● **Task prompt**
Could you rewrite the data starting at the line that contains "Drone-based agricultural survey in progress. Pinpoint red and" and ending at the line that contains "[0,207,94,330]", with every line kept and each bounding-box coordinate offset by 22?

begin

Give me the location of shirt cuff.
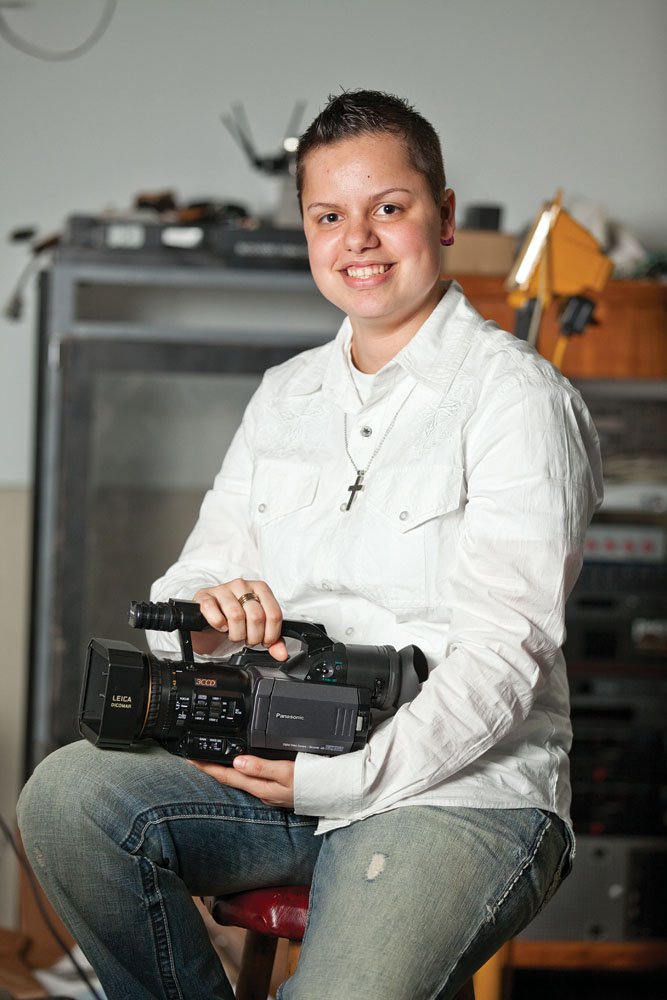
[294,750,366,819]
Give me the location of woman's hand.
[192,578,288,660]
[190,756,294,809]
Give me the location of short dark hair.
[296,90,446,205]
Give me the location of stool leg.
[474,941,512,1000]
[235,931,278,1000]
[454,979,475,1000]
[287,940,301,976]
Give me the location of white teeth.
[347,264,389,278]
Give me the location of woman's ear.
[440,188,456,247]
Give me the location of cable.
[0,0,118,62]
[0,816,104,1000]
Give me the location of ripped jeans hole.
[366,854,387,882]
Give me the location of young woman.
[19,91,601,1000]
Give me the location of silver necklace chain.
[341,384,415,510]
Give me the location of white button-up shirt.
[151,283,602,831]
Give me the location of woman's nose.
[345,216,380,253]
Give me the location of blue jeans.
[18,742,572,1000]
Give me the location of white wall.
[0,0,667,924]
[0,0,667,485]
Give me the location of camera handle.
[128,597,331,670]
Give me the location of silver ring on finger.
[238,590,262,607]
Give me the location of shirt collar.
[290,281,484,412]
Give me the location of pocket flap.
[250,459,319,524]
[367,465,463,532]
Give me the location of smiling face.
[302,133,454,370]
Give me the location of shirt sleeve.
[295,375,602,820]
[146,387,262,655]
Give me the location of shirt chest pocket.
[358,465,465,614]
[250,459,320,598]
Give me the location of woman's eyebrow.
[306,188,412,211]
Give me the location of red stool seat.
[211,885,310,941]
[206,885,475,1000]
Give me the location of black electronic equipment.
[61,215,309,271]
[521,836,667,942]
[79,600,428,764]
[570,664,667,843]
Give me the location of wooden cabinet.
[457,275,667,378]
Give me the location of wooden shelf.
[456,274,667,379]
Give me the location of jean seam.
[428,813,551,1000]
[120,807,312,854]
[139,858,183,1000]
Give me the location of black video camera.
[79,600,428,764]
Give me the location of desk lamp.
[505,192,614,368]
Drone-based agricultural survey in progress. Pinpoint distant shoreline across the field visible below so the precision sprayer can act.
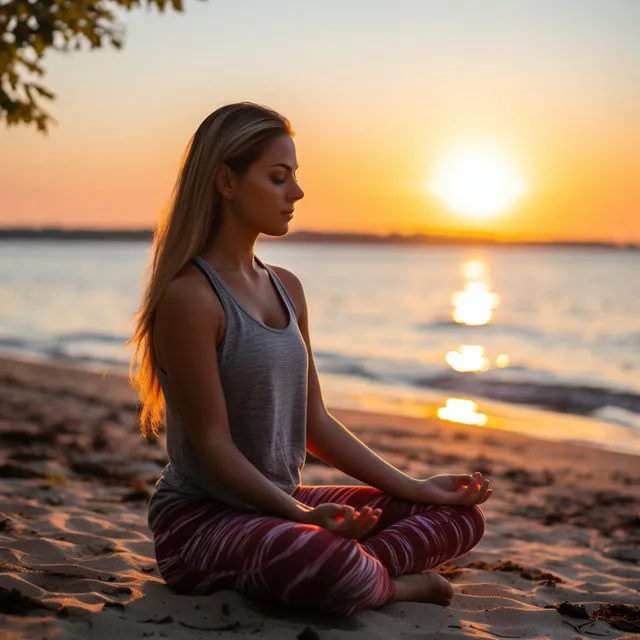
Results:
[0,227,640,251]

end
begin

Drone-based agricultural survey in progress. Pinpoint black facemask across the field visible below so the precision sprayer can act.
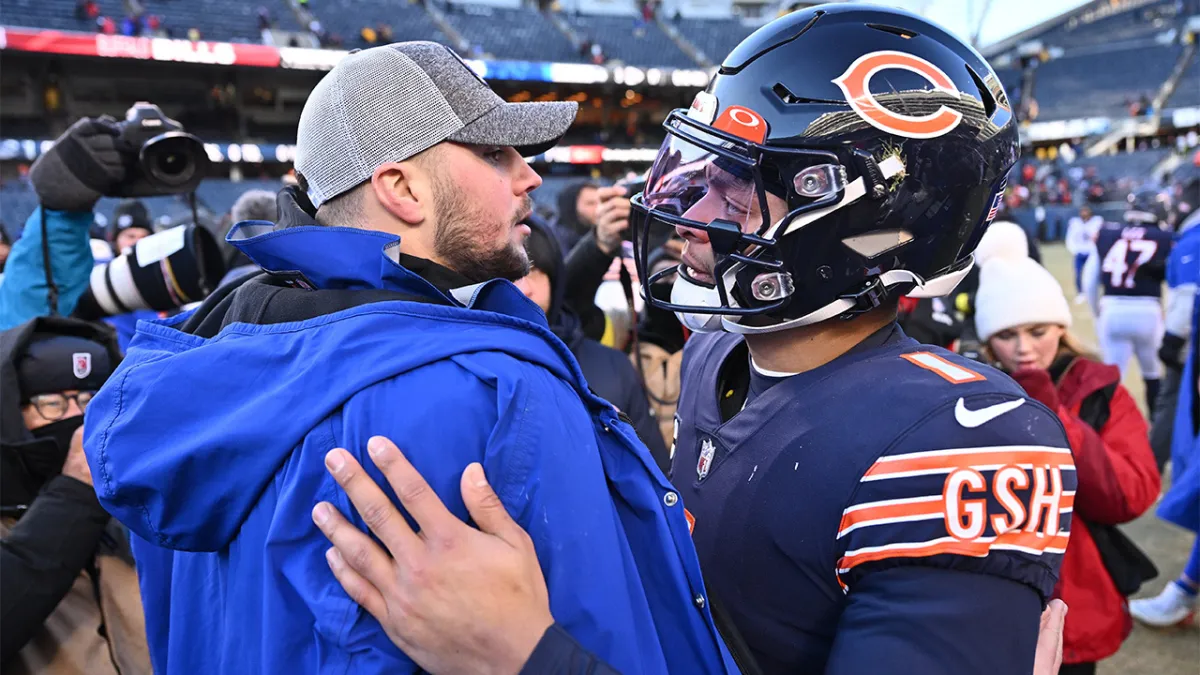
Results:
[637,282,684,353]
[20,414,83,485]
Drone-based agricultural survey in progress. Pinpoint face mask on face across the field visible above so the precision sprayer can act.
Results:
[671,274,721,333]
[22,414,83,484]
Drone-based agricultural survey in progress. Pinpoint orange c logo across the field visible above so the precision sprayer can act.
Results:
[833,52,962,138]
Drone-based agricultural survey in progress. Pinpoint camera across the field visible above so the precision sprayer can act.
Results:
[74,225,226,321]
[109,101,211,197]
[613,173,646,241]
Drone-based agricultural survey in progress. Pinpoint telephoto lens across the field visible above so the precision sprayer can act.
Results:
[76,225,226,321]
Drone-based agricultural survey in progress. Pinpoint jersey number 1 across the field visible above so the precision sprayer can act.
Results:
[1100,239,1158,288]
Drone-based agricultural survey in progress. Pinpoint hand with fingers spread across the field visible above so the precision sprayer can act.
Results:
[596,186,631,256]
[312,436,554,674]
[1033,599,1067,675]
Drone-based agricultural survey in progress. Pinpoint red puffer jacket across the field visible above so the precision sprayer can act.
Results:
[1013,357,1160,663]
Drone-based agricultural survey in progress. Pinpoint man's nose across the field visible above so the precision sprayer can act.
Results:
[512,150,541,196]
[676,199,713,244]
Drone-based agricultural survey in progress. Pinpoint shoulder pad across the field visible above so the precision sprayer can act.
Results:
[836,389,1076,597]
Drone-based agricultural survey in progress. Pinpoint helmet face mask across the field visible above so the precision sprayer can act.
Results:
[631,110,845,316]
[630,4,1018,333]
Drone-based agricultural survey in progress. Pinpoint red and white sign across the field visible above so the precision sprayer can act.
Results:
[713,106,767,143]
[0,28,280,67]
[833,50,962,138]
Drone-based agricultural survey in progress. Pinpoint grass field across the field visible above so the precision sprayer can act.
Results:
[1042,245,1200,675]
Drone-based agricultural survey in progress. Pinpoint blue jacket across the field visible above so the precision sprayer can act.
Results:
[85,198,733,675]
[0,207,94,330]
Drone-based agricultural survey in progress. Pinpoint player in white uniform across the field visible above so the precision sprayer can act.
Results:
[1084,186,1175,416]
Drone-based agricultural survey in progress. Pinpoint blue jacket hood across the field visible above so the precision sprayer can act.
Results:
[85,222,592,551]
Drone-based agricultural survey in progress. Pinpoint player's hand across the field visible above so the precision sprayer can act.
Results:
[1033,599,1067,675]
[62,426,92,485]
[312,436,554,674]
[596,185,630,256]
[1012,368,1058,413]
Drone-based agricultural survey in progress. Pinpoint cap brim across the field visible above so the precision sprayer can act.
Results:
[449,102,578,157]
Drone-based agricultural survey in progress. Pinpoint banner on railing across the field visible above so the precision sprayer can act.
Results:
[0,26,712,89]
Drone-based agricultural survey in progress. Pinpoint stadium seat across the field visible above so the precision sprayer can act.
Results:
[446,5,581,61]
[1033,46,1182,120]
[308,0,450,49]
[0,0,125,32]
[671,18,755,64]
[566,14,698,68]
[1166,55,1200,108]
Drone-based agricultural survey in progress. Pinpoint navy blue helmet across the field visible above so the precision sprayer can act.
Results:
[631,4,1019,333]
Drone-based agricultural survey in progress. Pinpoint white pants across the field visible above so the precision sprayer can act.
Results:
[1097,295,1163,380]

end
begin

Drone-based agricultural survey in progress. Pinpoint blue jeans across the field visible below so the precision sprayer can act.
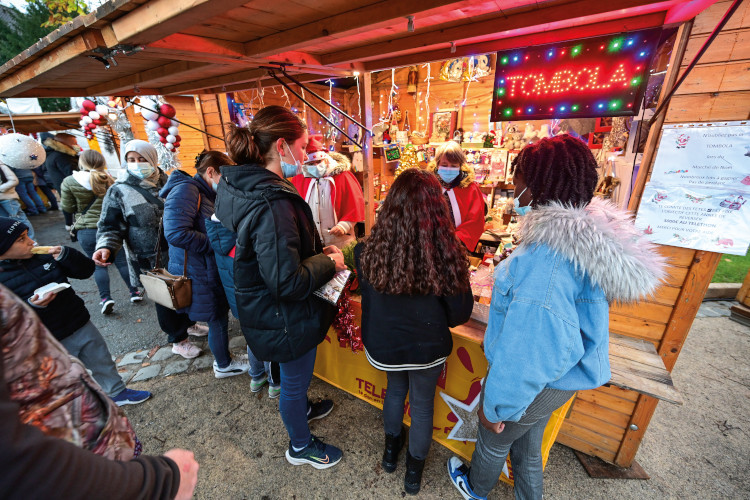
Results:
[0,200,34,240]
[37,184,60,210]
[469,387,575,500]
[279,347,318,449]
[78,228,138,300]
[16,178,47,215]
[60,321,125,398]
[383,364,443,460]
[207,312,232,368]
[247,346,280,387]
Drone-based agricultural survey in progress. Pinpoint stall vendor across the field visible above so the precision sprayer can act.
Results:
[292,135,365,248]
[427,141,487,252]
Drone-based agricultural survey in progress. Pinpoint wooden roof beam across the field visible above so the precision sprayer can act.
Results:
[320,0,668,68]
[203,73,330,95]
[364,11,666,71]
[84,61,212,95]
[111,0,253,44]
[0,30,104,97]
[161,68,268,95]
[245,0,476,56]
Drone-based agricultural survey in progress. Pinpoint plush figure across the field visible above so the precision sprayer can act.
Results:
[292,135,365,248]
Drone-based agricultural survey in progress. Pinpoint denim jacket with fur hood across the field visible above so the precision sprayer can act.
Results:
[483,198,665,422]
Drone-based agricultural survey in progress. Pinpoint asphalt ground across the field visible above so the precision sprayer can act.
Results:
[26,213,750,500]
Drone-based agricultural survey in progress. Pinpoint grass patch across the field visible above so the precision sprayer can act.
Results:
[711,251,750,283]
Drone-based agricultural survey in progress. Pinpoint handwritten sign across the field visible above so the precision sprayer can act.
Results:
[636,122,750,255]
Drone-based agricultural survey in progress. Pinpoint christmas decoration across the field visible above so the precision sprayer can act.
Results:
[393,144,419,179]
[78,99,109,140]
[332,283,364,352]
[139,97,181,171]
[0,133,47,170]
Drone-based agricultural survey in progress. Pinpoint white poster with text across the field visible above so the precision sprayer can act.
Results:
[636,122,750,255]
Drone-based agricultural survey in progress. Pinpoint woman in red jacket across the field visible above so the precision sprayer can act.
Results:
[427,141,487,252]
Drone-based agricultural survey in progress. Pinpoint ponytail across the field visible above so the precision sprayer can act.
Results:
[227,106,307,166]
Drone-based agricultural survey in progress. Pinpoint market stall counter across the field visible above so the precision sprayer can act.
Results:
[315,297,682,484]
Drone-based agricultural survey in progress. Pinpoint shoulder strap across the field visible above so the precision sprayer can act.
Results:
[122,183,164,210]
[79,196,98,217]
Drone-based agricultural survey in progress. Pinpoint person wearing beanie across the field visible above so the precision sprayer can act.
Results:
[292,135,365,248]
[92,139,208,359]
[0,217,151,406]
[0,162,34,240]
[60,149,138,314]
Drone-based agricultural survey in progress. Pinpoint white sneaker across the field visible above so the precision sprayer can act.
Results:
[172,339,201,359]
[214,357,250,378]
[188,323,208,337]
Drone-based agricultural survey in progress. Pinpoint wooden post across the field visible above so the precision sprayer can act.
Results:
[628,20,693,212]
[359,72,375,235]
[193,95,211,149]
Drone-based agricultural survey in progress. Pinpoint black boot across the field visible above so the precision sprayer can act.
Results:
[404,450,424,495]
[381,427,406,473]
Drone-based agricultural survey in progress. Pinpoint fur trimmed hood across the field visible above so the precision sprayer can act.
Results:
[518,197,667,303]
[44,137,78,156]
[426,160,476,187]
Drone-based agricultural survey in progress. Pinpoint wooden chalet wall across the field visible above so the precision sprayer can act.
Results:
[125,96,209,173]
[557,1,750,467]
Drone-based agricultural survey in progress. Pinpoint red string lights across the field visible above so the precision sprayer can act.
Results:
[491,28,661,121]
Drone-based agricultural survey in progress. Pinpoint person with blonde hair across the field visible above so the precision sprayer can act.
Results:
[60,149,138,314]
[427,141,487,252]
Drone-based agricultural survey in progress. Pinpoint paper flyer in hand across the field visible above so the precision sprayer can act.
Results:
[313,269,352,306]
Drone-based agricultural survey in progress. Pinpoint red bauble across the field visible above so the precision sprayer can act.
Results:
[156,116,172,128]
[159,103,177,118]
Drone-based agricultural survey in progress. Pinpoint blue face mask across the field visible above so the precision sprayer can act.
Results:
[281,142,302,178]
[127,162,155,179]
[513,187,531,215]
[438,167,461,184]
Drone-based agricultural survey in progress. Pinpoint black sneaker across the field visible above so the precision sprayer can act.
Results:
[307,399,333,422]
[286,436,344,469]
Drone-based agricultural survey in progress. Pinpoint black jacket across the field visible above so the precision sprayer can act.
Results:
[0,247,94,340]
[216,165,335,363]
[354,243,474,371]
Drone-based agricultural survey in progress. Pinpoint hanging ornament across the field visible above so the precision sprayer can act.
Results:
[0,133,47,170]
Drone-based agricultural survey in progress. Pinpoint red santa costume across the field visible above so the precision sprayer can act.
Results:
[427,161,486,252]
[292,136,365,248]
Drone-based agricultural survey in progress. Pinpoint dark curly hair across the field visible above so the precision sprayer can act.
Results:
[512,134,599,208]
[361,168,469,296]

end

● **Response**
Drone-based agricultural survey in progress. Pinpoint red and white sign across the field visible above so the precision sprayer can act.
Results:
[735,128,789,165]
[22,50,302,89]
[855,72,984,160]
Drone-based agricultural survey in progress. Pinpoint grass field across the field visible above so the precision sprayer can act.
Results:
[1064,267,1222,697]
Drone-based agricultural survey in progress. Pinpoint blue jacket across the field visible above so the precision sprayer can act.
Results:
[107,220,755,697]
[22,229,116,352]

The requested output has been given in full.